(Stored data entries)
###

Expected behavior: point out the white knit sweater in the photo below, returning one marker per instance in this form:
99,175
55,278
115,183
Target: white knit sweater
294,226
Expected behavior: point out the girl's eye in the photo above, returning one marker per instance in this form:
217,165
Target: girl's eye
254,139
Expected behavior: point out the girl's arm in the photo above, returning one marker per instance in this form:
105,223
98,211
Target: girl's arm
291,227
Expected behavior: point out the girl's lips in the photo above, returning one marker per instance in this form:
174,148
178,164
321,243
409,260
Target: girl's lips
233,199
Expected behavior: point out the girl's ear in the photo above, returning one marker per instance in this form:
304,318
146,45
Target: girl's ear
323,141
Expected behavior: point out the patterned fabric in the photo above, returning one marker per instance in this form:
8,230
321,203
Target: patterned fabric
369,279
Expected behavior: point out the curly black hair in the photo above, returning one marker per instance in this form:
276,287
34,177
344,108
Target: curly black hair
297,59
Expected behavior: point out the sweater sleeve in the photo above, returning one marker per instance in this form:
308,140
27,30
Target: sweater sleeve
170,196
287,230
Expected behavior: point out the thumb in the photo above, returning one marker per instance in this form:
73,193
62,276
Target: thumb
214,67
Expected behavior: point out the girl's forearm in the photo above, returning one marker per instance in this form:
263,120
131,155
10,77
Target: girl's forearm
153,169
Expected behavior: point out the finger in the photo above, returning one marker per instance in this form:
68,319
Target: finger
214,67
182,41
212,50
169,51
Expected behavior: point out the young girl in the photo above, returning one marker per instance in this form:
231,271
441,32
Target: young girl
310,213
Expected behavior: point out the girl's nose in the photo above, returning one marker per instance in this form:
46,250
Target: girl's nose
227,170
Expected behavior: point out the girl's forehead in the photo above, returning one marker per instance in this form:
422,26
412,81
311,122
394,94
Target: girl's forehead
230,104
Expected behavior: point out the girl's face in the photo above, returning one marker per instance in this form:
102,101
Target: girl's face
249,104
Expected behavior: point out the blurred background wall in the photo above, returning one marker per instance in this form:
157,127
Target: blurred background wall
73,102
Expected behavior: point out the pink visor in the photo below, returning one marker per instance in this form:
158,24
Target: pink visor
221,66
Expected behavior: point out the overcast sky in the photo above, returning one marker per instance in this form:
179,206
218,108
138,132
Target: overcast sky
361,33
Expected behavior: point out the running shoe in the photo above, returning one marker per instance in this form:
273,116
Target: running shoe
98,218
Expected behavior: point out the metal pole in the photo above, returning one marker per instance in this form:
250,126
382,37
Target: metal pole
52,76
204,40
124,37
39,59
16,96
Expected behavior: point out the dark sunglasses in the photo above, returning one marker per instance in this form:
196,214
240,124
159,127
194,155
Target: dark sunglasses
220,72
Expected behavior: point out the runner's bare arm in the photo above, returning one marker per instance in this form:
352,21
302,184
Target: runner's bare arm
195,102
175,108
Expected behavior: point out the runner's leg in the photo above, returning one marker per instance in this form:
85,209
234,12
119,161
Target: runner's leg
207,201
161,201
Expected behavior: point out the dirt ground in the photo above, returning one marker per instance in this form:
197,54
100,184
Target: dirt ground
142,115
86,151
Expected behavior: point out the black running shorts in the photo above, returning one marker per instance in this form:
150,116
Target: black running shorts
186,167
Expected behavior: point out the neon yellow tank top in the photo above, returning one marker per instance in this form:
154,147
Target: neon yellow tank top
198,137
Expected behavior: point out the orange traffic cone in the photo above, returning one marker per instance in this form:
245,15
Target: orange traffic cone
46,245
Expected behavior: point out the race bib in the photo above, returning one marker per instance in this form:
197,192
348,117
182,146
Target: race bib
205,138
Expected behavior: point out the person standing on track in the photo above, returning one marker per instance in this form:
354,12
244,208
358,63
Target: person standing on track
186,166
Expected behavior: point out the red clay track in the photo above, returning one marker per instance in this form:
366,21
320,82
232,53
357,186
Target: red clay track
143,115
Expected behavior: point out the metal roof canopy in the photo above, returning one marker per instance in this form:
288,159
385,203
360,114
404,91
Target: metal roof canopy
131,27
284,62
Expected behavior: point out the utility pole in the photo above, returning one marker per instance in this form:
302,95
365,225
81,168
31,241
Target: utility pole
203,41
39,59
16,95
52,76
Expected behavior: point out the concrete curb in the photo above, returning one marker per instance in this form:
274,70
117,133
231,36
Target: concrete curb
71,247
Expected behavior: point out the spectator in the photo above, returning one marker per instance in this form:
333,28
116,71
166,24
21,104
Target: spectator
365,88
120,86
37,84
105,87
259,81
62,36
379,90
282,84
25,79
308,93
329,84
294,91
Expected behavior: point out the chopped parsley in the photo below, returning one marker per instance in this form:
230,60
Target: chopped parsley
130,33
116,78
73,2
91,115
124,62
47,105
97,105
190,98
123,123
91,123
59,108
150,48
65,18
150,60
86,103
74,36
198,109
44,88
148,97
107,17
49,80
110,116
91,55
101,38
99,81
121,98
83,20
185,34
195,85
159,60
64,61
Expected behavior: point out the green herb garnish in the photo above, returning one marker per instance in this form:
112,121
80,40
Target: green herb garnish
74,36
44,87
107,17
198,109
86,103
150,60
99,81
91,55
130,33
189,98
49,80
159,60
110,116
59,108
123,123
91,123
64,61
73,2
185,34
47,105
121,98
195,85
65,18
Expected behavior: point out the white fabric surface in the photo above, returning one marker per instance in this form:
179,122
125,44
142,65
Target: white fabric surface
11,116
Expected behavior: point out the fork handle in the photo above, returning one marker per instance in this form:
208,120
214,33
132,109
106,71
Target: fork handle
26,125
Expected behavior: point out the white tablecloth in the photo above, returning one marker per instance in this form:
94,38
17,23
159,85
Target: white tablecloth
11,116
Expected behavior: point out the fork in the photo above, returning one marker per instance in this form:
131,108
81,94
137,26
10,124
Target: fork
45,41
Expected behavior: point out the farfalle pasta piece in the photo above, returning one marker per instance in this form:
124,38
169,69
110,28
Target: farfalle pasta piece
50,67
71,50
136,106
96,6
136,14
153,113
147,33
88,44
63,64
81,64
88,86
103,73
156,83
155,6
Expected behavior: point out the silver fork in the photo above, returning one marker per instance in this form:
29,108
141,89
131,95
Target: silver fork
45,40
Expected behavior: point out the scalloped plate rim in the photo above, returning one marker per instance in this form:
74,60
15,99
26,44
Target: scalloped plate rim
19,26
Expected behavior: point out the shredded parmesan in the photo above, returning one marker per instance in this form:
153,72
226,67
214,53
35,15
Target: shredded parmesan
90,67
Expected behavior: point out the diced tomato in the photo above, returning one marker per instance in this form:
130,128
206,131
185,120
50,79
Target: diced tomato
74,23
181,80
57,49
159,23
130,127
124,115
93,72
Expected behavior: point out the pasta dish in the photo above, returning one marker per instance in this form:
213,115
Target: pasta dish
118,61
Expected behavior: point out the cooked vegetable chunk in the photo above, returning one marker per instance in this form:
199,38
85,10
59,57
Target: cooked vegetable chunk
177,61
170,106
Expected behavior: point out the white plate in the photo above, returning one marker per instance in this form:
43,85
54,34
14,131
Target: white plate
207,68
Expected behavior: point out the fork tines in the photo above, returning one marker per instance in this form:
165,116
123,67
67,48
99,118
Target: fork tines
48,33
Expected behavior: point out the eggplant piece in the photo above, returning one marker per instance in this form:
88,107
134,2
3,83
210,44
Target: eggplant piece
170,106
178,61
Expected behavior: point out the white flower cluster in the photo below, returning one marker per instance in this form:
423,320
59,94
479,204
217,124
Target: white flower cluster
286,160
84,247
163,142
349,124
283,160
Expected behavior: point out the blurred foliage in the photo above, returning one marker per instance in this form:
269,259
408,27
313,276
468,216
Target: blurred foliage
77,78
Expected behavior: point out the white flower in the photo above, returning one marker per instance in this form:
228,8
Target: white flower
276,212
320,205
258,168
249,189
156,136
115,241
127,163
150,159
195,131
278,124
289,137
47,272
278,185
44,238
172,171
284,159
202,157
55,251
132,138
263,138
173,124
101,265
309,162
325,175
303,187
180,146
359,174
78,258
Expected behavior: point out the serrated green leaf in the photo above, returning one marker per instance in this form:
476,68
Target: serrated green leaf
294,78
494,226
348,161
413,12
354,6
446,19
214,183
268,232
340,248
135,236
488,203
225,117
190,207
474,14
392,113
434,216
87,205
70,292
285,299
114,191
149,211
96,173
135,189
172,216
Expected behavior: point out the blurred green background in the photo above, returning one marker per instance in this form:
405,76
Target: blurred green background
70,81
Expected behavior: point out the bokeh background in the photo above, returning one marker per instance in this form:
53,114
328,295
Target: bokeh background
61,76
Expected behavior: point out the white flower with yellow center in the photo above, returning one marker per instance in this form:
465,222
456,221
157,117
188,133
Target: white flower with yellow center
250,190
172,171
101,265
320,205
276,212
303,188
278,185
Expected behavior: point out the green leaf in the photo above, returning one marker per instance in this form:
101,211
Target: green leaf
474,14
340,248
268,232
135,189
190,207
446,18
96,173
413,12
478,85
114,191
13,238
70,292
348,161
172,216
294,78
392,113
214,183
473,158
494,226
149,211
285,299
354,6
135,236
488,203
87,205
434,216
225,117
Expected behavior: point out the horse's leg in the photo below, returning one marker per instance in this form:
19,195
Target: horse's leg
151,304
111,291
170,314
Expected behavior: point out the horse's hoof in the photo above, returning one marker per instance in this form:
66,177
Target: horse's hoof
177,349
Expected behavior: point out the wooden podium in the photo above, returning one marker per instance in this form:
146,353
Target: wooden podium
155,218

###

▶ YOUR ASSIGNMENT: Say, as a single number, how many lines of the records hold the word "below".

▶ TASK RESULT: 5